> **Aim**
Rewrite the records from the line containing "the white lisianthus" through the end of the records, both ends included and requests kept. Shift every coordinate in the answers by adding 18 to each number.

● ● ● ● ●

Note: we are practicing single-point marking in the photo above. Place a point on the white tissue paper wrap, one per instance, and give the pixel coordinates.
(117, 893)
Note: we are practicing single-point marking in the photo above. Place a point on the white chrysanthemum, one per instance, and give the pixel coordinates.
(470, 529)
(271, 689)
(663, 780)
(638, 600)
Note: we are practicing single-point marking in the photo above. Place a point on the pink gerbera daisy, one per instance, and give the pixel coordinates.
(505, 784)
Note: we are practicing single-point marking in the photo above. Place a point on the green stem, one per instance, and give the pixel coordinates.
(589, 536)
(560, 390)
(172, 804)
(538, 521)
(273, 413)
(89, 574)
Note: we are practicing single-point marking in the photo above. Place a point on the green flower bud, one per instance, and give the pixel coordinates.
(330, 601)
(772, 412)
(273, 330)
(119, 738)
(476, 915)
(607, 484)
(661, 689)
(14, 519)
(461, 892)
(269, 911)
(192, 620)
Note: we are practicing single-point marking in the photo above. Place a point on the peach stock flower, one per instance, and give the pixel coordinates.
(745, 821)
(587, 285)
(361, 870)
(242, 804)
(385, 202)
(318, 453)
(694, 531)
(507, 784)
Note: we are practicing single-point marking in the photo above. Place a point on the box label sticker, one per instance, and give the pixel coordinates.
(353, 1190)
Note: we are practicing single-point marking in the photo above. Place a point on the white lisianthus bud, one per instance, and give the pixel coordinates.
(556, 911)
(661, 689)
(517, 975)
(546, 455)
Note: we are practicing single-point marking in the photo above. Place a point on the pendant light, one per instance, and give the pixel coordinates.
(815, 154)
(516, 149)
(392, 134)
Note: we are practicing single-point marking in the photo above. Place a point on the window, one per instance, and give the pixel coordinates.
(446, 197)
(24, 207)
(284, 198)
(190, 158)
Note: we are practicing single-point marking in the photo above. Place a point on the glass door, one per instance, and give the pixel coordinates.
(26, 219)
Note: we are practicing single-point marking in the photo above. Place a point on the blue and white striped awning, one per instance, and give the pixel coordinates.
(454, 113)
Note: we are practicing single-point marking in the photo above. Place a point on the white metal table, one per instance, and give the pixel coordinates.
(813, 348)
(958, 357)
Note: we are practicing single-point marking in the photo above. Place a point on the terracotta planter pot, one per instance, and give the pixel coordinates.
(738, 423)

● ● ● ● ●

> **Response to the exercise**
Note: we are practicing single-point marking in the photo above. Place a point on the white lisianthus bud, one per instance, and give the pixel coordinates.
(574, 929)
(679, 707)
(535, 993)
(564, 473)
Note: we are practicing single-point marking in the photo above. Place a point on the pendant light, one per instance, and give the pixel coordinates.
(833, 172)
(534, 167)
(410, 152)
Note: we are practicing single-point marking in the photo above. Place a point on the window, one per instance, and give the pixel coordinates.
(464, 215)
(42, 225)
(302, 216)
(208, 176)
Note: we are practicing single-point marking in the photo above. Place a point on the glass door, one per instance, and give the pixel coordinates.
(44, 237)
Note: we are practicing single-point marking in the photo above. Place a point on the blue and white striped awning, one per instance, and give the pixel coordinates.
(472, 131)
Note: we are practicing single-point marking in the photo above. Place a point on the white metal table, one per instance, and give the pixel coordinates.
(831, 366)
(976, 375)
Note: we are practicing single-point marking in the photo above. Place a point on the terracotta planter pot, one per instance, and give the pixel coordinates.
(756, 441)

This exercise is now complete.